Set down word for word the lines that begin the entries and run through the line containing "box: [117, 124, 280, 252]". Give nothing further.

- **Information provided**:
=-=-=-=-=

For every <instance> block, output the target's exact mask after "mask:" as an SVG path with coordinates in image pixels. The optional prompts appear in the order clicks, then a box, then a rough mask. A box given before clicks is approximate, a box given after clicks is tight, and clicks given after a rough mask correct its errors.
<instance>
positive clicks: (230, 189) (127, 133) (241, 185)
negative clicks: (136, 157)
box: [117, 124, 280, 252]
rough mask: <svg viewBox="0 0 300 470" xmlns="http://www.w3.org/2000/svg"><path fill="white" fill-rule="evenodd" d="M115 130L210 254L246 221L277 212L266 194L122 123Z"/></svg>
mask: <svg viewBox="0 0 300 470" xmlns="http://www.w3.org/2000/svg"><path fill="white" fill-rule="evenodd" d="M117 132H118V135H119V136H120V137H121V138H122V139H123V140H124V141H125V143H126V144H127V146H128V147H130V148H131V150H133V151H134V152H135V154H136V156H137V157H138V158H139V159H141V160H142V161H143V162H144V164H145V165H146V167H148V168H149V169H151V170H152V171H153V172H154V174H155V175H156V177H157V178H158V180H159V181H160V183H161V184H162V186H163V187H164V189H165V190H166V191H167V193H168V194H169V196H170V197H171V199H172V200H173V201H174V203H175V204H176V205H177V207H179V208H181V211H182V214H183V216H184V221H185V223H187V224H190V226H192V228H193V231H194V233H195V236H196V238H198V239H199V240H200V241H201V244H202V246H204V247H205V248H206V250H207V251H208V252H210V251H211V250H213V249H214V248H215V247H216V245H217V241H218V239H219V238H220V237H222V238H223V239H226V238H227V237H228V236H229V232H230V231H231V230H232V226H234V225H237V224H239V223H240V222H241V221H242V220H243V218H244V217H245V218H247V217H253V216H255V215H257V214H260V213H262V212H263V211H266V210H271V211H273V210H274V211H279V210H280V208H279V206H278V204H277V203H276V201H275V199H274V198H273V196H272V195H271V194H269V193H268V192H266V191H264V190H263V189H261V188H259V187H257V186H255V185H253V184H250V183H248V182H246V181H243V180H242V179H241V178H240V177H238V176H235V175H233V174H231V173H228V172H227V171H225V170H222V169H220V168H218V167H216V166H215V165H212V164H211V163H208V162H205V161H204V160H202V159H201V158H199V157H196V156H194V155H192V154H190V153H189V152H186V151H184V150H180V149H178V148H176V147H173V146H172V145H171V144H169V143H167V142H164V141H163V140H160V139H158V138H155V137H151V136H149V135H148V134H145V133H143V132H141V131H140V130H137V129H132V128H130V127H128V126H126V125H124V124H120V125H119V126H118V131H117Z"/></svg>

=-=-=-=-=

- **Answer space**:
For every <instance> block, output the target's exact mask after "mask:" as an SVG path with coordinates in image pixels. The optional prompts appear in the order clicks, then a box, then a rough mask. A box given before clicks is approximate, a box given after clicks is tight, and clicks given after a rough mask correct its errors.
<instance>
positive clicks: (230, 189) (127, 133) (241, 185)
negative clicks: (136, 157)
box: [117, 124, 280, 252]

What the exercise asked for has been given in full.